SET EXERCISE: Can you reproduce, word for word, the lines of the material that begin at the line containing "[segment] neck" and stop after the line containing "POLYGON ((232 94, 236"?

begin EXERCISE INPUT

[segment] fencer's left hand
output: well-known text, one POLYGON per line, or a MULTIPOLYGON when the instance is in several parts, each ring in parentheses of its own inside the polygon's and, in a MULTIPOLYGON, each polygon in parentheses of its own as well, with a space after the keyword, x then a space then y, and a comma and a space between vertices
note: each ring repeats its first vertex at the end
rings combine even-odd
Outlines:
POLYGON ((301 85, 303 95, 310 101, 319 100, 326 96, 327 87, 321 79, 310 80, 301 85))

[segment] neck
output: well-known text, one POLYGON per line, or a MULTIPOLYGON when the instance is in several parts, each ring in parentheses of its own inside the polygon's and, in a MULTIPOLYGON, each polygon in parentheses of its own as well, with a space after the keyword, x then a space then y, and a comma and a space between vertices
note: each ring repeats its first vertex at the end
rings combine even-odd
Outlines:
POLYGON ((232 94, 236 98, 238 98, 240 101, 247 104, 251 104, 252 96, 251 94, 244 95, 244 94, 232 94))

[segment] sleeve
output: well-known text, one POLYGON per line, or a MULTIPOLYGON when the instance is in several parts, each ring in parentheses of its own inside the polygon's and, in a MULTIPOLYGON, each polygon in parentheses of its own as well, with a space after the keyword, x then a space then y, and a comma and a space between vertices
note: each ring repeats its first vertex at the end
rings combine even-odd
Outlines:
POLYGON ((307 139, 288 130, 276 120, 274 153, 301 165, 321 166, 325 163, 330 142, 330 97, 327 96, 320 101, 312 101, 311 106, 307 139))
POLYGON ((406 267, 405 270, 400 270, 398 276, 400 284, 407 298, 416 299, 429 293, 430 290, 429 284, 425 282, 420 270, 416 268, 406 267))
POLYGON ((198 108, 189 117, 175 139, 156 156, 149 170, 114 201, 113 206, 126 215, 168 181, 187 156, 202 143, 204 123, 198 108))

end EXERCISE INPUT

RESULT OF THE EXERCISE:
[segment] neck
output: well-known text, one POLYGON per line, or a MULTIPOLYGON when the instance is in several parts, each ring in parentheses of its own inside the polygon's and, in a MULTIPOLYGON, each polygon in parentheses of its own as well, with a space after the keyword, x then a space then y, and a comma and a space between vertices
note: each ring repeats its first vertex at the end
rings combine even-odd
Outlines:
POLYGON ((232 94, 236 98, 238 98, 240 101, 247 104, 251 104, 252 96, 251 94, 244 95, 244 94, 232 94))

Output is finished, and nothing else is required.